§ **TEXT FOR ANALYSIS**:
===

Aslan’s Ph.D., explains Franck, was in sociology. “He cannot plausibly claim, as he did to Lauren Green, that he is a ‘historian,’ or is a ‘professor of religions’ ‘for a living.’”

As Joe Carter of Get Religion argued, “Aslan is not presenting himself as an ‘amateur historian’ like David McCullough; he is claiming to be an academic historian with a doctorate degree in history.”

After the interview, Aslan went on Piers Morgan Live where he lamented, “There’s nothing more distasteful than an academic having to, like, trot out his credentials.” That may be true, but Aslan has nonetheless made a habit of it on Twitter, often misrepresenting his credentials just as he did on Fox.

@matanlurey I have a BA, MA , and PhD in the history of Western Religions so yes, again, I am an ACTUAL expert in Judaism. Anything else?

— Reza Aslan (@rezaaslan) July 27, 2012

As the Fox interview showed, Aslan gets touchy whenever someone questions his expertise:

@HaniSabra @mwhanna1 @mostafa Pretty sure my PhD, 3 books on topic, my position @CFR_org, & my months living in Egypt makes me qualified

— Reza Aslan (@rezaaslan) July 2, 2013

@HaniSabra @mwhanna1 @mostafa Pretty sure my PhD, 3 books on topic, my position @CFR_org, & my months living in Egypt makes me qualified

— Reza Aslan (@rezaaslan) July 2, 2013

@matanlurey Well now that you mention it I actually have a PhD in the subject so yes, I’m pretty well versed, thanks.

— Reza Aslan (@rezaaslan) July 27, 2012

Aslan has left a long trail of evidence on Twitter that suggests the “remarkable calm” he showed in his Fox interview is far from his characteristic demeanor. Rather, Aslan tends to treat his interlocutors with disdain and contempt, especially when the issue touches on matters in which he considers himself an expert—which, from foreign policy to world history and state legislatures, seems to be virtually everything under the sun.

===

§ **EXTRACTED DATA**:
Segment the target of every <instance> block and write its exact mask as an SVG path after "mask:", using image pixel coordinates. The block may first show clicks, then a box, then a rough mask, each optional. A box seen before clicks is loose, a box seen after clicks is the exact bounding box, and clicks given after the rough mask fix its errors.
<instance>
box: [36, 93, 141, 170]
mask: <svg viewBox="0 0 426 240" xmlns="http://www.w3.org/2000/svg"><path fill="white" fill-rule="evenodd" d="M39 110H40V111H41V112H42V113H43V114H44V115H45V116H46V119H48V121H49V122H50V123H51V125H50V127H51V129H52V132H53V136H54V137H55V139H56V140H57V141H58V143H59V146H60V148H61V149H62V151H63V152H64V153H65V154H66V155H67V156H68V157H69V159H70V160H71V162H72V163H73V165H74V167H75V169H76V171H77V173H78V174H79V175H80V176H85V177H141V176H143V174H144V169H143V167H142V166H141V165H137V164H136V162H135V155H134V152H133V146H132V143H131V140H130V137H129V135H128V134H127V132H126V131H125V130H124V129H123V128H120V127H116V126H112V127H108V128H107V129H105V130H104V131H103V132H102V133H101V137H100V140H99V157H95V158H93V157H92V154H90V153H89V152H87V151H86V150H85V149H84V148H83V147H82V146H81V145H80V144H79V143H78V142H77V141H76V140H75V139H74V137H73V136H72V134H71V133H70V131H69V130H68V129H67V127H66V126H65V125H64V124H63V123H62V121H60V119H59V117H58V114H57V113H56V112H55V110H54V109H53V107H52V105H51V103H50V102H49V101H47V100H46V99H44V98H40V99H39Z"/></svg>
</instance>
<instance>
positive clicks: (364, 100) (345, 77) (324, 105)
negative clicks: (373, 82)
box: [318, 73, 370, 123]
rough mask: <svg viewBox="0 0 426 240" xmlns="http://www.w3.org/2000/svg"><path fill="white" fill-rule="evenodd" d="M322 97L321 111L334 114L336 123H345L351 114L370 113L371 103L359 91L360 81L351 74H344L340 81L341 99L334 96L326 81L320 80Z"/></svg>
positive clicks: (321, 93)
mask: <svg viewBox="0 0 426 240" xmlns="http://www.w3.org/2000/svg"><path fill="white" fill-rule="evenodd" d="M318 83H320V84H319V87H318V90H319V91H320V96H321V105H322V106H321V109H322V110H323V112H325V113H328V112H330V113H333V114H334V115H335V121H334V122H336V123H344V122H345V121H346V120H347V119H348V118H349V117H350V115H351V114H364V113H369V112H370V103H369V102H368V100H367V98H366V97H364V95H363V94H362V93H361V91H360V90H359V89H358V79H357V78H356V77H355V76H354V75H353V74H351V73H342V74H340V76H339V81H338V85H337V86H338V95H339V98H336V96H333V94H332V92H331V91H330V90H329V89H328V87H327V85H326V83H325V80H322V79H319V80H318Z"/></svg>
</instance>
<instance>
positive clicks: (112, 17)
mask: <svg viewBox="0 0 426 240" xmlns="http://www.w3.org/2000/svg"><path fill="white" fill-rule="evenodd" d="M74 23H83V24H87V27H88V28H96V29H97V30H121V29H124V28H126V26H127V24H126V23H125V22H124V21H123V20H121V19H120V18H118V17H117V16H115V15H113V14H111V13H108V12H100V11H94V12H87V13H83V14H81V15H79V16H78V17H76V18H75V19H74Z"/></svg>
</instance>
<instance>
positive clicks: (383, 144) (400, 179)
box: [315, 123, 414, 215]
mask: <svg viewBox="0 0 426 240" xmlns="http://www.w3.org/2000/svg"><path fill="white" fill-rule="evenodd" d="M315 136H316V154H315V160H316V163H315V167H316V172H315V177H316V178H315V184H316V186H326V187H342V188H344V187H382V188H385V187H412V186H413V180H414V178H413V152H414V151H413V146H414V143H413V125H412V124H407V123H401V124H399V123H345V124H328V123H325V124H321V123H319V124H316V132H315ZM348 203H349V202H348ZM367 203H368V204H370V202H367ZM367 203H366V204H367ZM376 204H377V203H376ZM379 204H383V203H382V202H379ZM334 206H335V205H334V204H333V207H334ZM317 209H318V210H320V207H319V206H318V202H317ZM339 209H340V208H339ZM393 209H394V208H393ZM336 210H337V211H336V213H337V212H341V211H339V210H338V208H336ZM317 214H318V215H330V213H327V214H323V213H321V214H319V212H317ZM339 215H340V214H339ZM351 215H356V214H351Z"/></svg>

===

§ **TASK REQUIREMENTS**:
(a) Answer these questions from the text on Reza Aslan's credentials, one answer per line, marked as the questions are:
(i) According to Franck, in what field was Aslan's Ph.D.?
(ii) Which person does Joe Carter give as an example of an "amateur historian"?
(iii) On which program did Aslan say there is nothing more distasteful than an academic having to trot out his credentials?
(b) Carry the text on Reza Aslan's credentials forward from its last sentence.
The lines have no connection to the text.

§ **ACTIVITY ANSWERS**:
(a)
(i) Sociology.
(ii) David McCullough.
(iii) Piers Morgan Live.

(b)
In the wake of the Boston Marathon bombing, I entered a Twitter exchange with Aslan concerning his contention that Islamism is a form of nationalism. He replied:

@OrenKessler If you don’t define it as a form of nationalism you ignorant twit then you have no fucking idea what it is.

— Reza Aslan (@rezaaslan) April 19, 2013

This professor of creative writing commonly employs curses, vulgarity, and playground epithets in Twitter exchanges with people he’s never met.

On comparing deposed Egyptian president Mohamed Morsi to Hitler:

@DanielTavana @hahellyer I’m going to be as clear as possible. If you compare ANYONE to Hitler for ANY REASON you are a fucking idiot.

— Reza Aslan (@rezaaslan) July 12, 2013

On Israel:

@AbeGreenwald that’s not what I said you fucking liar. I quoted Elie Weisel critique of Bibi exploiting tragedy. I’m done with you #Block

— Reza Aslan (@rezaaslan) July 18, 2012

On the Palestinians:

@joshrogin Are you fucking joking? You’re a journalist and you’re totally ignorant of Palestinian nonviolence? Sheikh Jerrah? Beilin? Jesus!

— Reza Aslan (@rezaaslan) June 28, 2012

On gun control:

@SanBoomKid Until you actually read Colorado gun laws and figure out what you’re talking about I suggest you shut the fuck up.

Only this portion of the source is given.